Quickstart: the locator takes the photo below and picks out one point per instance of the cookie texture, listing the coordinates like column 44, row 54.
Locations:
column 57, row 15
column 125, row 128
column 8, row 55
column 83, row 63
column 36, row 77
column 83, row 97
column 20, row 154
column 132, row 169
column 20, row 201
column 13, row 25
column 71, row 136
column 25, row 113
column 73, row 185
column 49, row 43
☆ ☆ ☆ ☆
What you have to do: Each entry should be reproduced in the output exactly.

Solution for this problem:
Quickstart: the locator takes the photo below and picks out one point per instance of the cookie texture, listing the coordinates like column 44, row 54.
Locations:
column 57, row 15
column 125, row 128
column 8, row 55
column 83, row 63
column 36, row 77
column 83, row 97
column 20, row 154
column 132, row 169
column 20, row 201
column 13, row 25
column 71, row 136
column 25, row 113
column 73, row 185
column 49, row 43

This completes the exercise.